# DIRECTION:
Write out only the tail of the records, beginning at the line containing "task | place a marker on each instance of the power" and including the last line, exactly as written.

# DATA SUPPLIED:
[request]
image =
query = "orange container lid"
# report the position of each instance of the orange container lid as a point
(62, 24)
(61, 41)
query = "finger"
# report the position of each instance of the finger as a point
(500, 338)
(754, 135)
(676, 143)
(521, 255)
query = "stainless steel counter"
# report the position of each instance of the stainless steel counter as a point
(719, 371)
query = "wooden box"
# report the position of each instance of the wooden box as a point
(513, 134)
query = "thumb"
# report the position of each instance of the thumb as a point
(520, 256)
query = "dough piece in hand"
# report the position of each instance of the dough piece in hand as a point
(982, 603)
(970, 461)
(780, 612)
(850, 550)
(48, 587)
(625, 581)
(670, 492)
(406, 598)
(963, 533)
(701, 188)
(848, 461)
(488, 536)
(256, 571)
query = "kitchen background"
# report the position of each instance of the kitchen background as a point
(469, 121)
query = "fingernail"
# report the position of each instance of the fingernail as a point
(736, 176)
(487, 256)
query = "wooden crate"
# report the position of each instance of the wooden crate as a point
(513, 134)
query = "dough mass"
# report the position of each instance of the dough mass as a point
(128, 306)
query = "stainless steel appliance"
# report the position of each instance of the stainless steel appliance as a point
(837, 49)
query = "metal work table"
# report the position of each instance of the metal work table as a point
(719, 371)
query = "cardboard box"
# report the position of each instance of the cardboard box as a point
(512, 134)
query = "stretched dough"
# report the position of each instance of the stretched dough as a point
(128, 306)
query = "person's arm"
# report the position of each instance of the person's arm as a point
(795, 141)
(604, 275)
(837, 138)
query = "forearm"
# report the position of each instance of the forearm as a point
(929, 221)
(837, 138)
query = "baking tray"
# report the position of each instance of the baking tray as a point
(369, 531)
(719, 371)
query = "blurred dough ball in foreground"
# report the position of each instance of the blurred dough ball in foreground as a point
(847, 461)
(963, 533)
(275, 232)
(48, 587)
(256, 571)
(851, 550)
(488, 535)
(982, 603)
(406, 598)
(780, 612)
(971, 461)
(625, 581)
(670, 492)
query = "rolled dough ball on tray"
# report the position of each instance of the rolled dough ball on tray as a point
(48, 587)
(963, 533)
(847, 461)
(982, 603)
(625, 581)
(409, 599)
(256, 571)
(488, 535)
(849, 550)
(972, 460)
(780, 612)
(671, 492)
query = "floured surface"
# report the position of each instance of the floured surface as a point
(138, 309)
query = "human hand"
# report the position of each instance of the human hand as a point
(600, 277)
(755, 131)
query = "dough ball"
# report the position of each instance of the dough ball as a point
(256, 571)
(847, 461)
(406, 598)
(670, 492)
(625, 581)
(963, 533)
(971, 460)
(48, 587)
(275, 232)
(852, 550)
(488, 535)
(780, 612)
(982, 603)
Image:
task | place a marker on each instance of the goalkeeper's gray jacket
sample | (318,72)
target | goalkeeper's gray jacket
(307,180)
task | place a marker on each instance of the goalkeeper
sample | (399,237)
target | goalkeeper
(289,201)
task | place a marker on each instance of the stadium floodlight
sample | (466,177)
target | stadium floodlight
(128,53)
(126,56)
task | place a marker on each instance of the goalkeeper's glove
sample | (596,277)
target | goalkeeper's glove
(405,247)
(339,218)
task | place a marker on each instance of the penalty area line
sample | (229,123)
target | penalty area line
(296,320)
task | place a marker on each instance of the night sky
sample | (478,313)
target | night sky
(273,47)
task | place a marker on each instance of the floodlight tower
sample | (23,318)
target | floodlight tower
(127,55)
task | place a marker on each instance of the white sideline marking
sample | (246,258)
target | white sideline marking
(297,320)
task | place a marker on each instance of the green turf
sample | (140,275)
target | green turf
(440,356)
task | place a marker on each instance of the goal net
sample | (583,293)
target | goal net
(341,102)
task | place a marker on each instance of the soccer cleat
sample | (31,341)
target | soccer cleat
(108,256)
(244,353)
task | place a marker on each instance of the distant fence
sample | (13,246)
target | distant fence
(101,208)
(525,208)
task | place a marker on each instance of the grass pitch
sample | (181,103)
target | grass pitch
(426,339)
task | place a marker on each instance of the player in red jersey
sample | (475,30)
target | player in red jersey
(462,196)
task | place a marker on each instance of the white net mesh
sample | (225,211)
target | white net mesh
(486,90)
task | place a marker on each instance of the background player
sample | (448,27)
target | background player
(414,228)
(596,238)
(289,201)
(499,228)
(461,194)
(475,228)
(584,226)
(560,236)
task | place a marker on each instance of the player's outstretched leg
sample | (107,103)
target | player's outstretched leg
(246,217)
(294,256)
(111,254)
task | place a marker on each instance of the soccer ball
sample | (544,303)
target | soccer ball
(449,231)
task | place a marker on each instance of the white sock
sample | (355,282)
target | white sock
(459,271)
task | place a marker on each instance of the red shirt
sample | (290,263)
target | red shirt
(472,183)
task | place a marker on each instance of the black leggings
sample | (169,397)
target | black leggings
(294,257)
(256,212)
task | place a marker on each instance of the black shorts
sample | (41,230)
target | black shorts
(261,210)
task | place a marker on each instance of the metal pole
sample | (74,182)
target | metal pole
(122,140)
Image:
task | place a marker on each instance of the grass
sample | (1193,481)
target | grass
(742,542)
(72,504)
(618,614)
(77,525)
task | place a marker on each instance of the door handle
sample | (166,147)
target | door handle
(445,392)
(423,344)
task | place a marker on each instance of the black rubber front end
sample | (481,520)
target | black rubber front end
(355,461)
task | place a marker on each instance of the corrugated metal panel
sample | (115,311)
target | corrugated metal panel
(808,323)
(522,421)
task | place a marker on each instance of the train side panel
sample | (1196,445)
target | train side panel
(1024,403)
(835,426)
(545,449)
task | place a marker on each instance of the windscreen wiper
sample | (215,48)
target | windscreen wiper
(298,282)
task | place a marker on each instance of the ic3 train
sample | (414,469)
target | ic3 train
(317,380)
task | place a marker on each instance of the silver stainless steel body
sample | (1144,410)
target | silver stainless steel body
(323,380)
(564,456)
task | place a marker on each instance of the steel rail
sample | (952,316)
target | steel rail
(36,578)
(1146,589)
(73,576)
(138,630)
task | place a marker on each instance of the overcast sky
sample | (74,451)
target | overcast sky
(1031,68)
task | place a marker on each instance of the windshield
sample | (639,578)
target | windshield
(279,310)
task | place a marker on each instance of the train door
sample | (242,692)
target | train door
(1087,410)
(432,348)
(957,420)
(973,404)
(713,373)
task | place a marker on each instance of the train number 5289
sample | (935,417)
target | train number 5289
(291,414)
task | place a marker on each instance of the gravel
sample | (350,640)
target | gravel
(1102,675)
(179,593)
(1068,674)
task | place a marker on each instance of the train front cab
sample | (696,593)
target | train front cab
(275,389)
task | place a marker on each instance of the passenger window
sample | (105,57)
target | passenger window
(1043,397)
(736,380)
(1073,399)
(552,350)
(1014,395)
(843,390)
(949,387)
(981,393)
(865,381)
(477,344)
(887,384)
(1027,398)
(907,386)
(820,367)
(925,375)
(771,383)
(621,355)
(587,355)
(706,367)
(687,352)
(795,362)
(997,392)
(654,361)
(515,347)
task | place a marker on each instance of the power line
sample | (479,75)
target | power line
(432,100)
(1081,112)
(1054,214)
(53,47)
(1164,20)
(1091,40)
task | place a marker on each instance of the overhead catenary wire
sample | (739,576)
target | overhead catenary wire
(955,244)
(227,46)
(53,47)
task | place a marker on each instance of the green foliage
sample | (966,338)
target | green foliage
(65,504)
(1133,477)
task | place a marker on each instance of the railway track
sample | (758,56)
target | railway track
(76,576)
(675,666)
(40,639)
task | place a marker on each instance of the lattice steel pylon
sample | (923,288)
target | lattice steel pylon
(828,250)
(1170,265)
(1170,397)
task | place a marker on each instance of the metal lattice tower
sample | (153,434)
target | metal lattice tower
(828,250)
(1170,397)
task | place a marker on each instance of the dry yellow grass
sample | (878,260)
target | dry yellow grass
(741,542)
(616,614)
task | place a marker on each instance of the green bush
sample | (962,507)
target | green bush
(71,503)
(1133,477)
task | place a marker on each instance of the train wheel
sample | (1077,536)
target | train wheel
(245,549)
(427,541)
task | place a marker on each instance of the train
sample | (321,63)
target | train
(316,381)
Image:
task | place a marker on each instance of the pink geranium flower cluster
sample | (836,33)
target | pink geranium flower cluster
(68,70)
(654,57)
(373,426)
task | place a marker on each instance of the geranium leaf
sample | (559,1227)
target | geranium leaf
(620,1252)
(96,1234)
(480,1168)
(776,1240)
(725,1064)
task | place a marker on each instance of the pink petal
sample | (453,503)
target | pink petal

# ANSWER TO THE TASK:
task | place a marker on each instance of the power line
sample | (479,75)
target | power line
(432,100)
(1081,112)
(1054,214)
(53,47)
(1164,20)
(1091,40)
task | place a marker on each instance of the overhead catenary wire
sample | (739,576)
target | overhead catenary wire
(955,244)
(227,46)
(53,47)
task | place a marker on each instance of the green foliage
sample | (966,338)
target | green foliage
(65,504)
(1133,477)
task | place a marker on each instance of the railway track
sample | (758,56)
target | railway track
(76,576)
(675,666)
(40,639)
task | place a marker on each instance of the lattice steel pylon
sample | (923,288)
target | lattice steel pylon
(828,250)
(1170,265)
(1170,397)
task | place a marker on each instance of the metal lattice tower
sample | (153,434)
target | metal lattice tower
(828,250)
(1170,397)
task | place a marker on each instance of the dry yellow grass
sample | (878,260)
target | dry yellow grass
(741,542)
(616,614)
task | place a marker on each instance of the green bush
sample | (962,507)
target | green bush
(71,503)
(1133,477)
task | place a marker on each instance of the train wheel
sample | (1077,536)
target | train wheel
(245,549)
(427,541)
task | place a marker on each instance of the train
sample | (321,63)
target | train
(316,381)
Image:
task | place a marker on each instance of the pink geranium flower cluster
sample | (836,33)
target | pink geranium flower cluster
(68,70)
(654,57)
(373,426)
task | place a marker on each instance of the geranium leaf
sample | (559,1227)
target | geranium leaf
(620,1252)
(96,1234)
(480,1168)
(776,1240)
(725,1064)
task | place a marker on each instance of the pink petal
sample | (453,503)
target | pink petal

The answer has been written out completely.